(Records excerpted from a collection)
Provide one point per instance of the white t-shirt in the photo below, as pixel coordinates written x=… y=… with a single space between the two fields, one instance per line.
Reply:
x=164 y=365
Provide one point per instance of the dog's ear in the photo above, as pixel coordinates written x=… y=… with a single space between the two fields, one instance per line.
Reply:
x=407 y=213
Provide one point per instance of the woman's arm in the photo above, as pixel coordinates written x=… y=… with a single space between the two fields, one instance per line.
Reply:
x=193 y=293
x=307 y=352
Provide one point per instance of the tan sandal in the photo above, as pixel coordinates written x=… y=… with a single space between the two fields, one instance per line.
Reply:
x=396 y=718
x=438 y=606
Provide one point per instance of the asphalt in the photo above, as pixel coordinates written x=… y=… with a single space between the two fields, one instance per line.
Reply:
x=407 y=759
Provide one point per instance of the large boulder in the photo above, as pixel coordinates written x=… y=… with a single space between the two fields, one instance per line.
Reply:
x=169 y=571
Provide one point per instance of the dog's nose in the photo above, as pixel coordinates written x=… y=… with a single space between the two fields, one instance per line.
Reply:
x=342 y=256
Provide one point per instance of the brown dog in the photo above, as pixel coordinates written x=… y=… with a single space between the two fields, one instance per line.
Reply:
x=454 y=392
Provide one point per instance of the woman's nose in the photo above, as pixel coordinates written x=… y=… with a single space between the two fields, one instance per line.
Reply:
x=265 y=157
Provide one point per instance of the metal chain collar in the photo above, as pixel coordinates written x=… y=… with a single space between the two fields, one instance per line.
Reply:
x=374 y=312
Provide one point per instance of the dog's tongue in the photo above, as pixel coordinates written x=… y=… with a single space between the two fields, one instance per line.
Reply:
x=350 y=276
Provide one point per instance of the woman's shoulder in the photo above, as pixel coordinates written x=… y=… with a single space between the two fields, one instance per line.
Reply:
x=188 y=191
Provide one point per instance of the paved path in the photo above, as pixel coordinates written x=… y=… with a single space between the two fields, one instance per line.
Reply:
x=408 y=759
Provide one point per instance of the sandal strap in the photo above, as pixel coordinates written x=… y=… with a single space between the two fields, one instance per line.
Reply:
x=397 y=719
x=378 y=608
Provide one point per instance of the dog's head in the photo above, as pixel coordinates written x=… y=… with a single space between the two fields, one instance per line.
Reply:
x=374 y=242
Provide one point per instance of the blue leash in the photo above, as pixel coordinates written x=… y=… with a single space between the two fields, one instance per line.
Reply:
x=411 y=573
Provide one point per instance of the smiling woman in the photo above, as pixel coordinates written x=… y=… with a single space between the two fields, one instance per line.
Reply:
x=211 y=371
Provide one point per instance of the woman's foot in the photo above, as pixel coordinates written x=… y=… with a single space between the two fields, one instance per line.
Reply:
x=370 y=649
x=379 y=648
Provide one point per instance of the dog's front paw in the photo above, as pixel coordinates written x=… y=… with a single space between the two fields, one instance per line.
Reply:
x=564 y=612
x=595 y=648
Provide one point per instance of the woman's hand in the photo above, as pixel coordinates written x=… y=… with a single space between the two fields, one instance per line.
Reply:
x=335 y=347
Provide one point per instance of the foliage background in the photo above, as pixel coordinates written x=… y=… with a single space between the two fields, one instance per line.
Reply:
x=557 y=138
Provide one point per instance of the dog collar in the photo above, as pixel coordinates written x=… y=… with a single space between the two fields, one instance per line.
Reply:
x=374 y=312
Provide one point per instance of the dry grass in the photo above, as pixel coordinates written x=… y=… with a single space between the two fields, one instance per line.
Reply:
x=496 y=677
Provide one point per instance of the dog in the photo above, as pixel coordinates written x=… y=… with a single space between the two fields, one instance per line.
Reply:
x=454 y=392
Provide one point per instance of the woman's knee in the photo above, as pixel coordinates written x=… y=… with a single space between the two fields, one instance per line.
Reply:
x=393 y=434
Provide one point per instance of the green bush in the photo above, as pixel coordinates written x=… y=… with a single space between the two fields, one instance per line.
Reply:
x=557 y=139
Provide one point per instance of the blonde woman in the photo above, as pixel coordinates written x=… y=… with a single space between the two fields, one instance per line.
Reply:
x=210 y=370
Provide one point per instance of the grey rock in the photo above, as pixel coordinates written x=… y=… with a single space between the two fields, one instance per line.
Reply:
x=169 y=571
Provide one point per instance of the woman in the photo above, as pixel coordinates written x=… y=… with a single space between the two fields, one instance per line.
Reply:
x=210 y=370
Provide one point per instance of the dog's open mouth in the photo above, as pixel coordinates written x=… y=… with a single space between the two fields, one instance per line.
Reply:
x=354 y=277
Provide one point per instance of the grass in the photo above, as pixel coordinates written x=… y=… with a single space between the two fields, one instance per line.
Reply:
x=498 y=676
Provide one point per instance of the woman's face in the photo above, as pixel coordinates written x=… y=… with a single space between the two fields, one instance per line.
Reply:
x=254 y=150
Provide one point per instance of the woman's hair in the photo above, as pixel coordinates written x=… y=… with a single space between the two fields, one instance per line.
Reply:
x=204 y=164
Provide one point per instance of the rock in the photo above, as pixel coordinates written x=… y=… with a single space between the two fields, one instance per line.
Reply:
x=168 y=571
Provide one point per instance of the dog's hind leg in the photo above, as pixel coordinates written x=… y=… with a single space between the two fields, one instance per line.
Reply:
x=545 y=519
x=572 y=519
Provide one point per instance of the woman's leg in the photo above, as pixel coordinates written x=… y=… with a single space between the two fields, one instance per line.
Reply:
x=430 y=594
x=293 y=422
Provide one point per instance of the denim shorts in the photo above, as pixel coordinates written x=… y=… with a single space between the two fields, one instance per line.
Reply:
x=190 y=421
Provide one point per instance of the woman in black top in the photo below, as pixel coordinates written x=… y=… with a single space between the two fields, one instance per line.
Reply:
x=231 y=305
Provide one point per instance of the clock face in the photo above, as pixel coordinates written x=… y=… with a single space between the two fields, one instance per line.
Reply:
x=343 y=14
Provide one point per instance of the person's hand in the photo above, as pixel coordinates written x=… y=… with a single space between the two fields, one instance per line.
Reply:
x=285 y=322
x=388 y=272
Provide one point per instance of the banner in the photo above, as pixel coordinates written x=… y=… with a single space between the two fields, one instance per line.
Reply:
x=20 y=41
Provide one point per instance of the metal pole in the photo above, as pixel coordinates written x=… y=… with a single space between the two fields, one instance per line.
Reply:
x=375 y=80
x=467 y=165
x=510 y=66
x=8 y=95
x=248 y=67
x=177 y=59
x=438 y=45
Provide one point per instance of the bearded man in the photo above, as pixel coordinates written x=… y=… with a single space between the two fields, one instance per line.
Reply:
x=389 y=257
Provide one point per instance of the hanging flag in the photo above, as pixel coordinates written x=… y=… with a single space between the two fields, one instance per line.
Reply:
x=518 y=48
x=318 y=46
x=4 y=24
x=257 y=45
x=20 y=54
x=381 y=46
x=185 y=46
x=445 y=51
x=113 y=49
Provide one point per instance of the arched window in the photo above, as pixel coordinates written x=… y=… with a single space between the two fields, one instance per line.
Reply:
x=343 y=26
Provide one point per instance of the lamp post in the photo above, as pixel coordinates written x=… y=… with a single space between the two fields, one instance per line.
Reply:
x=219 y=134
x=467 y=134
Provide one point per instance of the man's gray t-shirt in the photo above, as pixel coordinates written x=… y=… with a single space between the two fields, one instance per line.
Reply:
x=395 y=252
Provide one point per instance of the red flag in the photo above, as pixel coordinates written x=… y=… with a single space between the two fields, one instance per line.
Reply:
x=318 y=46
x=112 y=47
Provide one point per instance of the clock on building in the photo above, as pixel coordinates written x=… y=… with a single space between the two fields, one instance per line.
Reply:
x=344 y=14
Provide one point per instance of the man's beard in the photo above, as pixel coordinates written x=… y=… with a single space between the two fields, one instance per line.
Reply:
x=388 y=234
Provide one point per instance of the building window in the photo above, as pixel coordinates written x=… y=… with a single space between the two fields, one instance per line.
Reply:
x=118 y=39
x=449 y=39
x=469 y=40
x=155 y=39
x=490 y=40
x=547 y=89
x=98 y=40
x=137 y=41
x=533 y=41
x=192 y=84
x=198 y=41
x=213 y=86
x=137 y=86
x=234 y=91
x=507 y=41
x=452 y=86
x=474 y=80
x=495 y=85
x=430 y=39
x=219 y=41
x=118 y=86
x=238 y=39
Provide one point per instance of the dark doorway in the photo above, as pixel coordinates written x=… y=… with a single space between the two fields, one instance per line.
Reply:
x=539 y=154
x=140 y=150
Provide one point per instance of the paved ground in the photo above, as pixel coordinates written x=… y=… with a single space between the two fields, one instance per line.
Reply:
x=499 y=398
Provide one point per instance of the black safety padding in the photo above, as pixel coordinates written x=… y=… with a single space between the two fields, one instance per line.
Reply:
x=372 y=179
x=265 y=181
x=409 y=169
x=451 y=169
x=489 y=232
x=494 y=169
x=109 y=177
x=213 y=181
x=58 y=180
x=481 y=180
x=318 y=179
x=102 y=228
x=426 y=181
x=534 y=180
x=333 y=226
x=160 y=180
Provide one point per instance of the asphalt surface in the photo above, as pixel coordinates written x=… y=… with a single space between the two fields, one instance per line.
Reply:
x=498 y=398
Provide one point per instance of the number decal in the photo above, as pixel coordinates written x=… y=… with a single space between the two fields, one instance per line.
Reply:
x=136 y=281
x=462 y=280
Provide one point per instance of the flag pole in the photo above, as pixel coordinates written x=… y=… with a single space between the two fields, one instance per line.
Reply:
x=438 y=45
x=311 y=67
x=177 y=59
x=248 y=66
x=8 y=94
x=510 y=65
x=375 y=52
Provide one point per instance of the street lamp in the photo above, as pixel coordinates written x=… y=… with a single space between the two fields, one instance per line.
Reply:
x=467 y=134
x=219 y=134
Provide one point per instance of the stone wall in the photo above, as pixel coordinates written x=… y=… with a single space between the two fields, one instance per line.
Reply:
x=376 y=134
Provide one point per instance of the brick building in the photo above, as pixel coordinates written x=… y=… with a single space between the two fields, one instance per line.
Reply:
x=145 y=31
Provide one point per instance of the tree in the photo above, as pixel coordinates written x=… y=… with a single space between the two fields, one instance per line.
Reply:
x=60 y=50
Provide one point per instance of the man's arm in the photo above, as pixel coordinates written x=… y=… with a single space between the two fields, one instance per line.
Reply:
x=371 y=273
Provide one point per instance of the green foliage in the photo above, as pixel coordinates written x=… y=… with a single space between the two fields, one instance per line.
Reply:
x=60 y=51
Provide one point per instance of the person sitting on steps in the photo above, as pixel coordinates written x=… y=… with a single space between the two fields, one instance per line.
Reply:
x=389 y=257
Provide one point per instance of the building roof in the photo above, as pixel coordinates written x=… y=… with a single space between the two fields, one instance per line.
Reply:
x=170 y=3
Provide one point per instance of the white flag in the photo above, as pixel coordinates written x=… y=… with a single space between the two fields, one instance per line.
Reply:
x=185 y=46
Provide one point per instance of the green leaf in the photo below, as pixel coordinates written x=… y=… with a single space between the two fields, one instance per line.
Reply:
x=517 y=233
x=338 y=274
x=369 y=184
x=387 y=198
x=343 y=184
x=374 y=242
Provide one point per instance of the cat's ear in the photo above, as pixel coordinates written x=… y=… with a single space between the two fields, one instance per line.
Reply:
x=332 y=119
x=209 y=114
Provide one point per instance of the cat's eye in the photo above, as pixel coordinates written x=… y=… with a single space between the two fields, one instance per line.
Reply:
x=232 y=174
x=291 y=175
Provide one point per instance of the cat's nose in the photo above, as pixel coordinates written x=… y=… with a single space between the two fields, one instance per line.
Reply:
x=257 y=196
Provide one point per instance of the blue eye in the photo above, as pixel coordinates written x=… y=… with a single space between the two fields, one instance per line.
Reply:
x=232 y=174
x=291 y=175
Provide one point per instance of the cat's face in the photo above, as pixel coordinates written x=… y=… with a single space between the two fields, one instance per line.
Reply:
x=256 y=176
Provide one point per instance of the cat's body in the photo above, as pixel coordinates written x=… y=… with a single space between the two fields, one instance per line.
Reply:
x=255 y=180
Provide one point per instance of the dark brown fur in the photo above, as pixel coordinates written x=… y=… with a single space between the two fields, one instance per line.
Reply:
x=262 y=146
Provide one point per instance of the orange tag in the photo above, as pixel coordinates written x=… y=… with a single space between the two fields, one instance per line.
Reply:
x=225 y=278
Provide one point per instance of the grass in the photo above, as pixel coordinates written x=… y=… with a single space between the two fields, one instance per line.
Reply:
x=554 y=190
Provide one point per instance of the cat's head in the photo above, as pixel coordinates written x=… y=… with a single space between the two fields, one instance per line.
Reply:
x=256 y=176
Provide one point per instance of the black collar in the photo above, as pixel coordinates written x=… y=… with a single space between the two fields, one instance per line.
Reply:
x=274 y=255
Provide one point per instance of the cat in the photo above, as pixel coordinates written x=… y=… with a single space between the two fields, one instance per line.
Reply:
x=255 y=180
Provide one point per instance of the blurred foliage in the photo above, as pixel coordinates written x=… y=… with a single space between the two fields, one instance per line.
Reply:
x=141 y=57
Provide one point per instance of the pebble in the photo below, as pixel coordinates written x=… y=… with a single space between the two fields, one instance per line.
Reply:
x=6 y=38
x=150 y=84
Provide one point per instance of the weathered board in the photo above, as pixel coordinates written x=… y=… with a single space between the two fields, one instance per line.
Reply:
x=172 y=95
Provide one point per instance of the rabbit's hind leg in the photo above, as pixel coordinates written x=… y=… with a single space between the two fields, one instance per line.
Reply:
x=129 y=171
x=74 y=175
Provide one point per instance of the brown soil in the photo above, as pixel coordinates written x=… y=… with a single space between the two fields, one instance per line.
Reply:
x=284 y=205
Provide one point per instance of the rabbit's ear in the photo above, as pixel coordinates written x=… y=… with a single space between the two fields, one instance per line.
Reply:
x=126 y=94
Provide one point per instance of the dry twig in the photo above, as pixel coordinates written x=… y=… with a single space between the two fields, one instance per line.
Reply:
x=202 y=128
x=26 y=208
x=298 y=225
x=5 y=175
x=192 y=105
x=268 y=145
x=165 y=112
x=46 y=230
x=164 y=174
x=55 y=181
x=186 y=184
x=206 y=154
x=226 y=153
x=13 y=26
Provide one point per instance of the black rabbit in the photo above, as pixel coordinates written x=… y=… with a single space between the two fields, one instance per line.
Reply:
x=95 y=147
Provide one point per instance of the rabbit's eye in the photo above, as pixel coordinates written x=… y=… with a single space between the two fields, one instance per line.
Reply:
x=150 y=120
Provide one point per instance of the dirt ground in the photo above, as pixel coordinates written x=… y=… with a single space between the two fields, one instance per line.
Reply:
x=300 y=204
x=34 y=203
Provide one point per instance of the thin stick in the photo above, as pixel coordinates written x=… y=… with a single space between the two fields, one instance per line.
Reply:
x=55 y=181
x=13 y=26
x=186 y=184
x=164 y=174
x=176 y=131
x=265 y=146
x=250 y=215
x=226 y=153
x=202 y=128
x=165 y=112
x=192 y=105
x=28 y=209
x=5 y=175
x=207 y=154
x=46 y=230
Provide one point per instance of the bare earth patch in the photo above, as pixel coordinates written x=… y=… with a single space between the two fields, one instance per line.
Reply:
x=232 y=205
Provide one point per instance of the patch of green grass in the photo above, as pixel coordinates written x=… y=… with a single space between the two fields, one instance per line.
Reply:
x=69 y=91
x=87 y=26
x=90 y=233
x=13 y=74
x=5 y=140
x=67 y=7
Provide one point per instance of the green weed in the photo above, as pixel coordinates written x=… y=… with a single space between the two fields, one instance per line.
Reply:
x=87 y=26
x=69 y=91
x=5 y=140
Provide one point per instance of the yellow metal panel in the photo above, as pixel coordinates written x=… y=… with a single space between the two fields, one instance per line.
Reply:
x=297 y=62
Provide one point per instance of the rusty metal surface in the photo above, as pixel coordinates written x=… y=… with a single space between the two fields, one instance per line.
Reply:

● **Aim**
Can you copy out the lines above word for word, starting at the line that contains "Provide one point per instance of the paved path" and stopping after the line that contains "x=408 y=759"?

● **Written answer**
Provide one point per instance of the paved path in the photo above, as pixel coordinates written x=… y=… with a single space between the two fields, one instance per line.
Reply:
x=408 y=759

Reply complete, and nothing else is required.